### WORK TO COMPLETE
Answer with a bare number: the count of lines in the data below that contain the word "step".

***** GIVEN DATA *****

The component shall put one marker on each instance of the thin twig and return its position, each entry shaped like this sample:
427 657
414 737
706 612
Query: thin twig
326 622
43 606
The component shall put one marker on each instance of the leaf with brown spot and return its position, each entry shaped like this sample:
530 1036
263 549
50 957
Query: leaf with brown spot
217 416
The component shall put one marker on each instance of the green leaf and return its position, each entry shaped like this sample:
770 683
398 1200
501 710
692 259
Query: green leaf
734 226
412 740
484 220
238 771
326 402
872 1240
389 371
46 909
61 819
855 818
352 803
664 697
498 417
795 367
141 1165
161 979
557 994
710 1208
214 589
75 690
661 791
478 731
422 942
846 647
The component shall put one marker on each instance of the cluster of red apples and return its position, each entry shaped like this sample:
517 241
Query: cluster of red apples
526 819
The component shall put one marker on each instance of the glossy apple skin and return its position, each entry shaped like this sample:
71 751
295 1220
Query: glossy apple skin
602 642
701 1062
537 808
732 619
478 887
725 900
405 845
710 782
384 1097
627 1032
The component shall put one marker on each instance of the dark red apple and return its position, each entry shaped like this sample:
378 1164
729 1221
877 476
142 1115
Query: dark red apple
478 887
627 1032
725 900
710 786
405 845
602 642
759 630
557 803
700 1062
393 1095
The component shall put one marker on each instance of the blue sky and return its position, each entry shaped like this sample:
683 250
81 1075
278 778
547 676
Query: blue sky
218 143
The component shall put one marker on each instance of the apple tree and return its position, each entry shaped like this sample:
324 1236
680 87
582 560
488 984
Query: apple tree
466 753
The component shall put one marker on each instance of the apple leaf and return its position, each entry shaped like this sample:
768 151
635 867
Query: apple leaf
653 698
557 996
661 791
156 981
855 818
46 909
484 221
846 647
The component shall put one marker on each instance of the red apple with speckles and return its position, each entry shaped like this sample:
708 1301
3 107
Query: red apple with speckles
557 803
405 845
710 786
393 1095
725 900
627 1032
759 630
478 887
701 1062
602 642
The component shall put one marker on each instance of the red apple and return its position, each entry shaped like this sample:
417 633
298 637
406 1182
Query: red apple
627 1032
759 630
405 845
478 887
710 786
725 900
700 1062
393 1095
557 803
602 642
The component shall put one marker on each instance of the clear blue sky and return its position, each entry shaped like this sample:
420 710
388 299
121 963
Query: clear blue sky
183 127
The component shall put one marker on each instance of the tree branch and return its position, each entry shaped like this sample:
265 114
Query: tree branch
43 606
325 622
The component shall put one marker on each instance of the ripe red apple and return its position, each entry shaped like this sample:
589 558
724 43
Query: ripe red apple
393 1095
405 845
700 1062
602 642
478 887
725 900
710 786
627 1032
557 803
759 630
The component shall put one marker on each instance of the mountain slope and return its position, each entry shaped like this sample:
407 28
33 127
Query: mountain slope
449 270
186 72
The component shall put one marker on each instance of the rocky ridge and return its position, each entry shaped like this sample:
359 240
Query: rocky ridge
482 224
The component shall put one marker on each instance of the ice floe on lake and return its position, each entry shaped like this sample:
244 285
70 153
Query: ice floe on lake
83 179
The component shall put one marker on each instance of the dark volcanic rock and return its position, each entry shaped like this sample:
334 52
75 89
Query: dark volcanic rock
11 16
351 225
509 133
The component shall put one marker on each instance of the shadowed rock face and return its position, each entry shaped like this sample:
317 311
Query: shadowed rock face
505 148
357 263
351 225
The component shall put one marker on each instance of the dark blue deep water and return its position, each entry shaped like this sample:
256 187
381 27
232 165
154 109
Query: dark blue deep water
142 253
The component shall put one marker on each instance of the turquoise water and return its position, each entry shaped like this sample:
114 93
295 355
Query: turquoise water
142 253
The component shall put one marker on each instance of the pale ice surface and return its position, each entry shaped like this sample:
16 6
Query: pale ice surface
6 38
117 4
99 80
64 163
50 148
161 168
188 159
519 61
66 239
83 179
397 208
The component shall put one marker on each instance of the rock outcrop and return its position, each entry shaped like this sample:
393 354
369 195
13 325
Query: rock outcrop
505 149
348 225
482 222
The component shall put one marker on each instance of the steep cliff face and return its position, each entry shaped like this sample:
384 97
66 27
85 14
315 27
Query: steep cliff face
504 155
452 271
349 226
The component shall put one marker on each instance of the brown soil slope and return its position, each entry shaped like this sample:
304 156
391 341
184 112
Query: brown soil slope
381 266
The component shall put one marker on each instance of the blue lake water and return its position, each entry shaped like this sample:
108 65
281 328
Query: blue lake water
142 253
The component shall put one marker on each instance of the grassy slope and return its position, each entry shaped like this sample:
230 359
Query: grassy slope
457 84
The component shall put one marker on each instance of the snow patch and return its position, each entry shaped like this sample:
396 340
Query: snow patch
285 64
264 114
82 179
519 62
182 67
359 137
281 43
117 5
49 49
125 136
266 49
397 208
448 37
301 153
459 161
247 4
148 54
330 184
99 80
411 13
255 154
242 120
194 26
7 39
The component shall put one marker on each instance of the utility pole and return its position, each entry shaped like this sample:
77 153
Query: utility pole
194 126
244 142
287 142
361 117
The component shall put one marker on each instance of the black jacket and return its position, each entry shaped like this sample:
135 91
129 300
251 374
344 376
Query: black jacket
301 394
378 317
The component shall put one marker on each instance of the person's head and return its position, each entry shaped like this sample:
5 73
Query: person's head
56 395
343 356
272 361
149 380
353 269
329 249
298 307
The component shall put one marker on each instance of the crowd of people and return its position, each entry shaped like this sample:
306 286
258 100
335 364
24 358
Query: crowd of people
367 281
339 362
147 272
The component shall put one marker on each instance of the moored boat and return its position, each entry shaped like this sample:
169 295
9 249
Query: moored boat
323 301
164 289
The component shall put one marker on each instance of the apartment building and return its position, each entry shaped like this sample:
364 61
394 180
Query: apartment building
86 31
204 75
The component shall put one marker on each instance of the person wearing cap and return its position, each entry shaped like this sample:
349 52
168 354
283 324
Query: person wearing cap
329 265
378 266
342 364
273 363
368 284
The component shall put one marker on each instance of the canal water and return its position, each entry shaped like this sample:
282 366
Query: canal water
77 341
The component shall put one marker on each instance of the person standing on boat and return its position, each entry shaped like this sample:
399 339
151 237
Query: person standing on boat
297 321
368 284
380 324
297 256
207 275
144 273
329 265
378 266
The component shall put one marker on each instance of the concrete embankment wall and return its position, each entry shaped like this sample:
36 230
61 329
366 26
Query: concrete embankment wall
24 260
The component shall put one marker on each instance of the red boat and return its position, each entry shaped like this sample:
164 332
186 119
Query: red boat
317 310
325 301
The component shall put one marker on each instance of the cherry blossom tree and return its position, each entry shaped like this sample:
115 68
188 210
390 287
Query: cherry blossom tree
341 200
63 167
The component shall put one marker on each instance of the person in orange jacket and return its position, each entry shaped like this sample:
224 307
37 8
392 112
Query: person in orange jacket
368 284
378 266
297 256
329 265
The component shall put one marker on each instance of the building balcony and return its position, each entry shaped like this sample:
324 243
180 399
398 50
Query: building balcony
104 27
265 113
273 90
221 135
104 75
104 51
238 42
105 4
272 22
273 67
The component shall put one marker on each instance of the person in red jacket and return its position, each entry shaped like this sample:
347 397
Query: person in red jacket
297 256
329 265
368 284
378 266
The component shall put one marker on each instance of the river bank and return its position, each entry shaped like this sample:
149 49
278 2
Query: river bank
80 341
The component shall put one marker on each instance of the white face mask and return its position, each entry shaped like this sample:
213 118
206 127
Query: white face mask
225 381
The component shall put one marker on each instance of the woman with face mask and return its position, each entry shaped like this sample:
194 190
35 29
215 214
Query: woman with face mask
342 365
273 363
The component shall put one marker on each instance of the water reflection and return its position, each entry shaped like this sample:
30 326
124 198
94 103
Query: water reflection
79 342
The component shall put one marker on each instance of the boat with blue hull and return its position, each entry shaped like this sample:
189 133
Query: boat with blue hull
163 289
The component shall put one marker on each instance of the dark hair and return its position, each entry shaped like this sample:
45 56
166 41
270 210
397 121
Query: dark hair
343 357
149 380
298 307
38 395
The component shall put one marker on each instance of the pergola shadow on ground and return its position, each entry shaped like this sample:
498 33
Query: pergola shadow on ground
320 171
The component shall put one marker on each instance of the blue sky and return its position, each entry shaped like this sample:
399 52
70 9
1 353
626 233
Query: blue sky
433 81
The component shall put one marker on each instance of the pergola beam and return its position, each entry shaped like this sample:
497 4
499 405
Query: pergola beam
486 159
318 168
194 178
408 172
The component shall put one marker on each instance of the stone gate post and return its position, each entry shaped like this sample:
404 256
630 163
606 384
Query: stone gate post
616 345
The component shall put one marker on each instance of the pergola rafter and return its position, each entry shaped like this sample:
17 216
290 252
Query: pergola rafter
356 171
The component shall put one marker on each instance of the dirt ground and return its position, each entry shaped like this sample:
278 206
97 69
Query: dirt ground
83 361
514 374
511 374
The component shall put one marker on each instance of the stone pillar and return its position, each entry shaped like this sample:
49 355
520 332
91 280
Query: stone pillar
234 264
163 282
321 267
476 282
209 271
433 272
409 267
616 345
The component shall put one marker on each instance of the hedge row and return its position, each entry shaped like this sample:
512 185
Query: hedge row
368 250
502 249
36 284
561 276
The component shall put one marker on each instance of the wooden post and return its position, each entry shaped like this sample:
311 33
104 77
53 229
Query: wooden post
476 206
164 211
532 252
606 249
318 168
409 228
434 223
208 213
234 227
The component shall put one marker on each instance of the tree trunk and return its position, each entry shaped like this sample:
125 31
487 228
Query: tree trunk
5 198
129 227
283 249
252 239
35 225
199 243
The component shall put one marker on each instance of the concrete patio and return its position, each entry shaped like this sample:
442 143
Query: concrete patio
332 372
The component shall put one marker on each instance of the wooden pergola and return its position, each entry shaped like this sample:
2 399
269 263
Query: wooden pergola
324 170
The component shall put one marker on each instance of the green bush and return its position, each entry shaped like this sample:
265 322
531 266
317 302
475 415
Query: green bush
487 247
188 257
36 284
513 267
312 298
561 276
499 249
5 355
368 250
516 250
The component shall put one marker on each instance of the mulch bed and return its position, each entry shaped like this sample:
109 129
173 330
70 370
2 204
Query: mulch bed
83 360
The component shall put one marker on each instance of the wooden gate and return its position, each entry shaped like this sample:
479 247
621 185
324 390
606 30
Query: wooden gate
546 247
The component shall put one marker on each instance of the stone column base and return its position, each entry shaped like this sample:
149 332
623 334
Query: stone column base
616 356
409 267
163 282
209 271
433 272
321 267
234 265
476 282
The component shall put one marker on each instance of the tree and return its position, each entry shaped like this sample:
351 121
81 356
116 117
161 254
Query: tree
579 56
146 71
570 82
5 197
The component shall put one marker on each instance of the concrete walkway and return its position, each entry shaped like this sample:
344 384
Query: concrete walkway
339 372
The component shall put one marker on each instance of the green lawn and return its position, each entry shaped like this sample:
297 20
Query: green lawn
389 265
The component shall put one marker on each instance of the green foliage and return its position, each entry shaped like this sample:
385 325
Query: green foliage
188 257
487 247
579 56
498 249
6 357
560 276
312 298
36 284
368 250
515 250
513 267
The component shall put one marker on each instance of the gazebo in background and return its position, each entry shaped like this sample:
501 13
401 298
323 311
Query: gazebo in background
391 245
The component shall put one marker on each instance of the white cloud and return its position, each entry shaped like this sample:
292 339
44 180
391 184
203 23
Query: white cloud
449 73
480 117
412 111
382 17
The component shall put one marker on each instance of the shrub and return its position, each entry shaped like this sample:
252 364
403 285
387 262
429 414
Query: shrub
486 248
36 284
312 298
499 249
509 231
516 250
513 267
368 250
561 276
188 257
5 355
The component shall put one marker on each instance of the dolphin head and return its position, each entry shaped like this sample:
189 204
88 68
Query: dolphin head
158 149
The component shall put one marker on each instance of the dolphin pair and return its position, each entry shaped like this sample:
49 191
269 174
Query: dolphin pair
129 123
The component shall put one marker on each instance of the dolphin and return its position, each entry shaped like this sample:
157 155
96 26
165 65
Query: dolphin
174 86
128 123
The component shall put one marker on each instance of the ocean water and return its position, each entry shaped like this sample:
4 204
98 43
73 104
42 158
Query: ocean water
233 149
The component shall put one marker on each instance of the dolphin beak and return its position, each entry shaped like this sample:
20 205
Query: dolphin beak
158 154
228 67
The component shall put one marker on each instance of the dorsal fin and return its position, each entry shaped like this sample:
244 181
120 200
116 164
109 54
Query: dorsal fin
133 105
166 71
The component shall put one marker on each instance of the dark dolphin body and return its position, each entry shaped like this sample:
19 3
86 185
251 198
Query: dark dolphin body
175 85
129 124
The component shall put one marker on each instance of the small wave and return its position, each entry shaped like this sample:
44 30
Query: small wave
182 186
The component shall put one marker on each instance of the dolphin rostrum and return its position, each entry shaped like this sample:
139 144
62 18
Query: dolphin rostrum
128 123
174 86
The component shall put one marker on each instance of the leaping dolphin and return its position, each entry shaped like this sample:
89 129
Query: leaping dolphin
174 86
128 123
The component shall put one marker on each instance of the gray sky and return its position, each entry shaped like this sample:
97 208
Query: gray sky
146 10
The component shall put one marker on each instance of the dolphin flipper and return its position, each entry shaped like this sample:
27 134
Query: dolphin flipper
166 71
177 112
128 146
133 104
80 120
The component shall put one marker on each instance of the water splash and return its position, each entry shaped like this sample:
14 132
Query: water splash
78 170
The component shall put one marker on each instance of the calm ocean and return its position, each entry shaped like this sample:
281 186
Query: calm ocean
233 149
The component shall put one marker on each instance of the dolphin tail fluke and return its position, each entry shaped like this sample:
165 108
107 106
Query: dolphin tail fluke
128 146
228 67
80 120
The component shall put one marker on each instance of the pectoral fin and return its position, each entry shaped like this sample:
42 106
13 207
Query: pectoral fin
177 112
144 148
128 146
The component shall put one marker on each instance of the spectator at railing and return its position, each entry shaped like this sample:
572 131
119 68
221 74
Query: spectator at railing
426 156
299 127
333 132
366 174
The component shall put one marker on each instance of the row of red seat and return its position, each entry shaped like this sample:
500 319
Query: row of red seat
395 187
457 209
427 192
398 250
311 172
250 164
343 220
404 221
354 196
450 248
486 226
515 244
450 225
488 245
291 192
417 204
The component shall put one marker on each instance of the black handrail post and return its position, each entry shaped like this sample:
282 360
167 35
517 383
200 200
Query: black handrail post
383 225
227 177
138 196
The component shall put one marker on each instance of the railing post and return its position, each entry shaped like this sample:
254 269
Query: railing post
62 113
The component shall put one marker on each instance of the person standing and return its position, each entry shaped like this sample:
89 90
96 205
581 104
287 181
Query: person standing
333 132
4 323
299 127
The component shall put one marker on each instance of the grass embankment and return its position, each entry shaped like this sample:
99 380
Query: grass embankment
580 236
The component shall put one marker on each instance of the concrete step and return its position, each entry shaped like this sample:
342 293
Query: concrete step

*****

### WRITTEN SOLUTION
2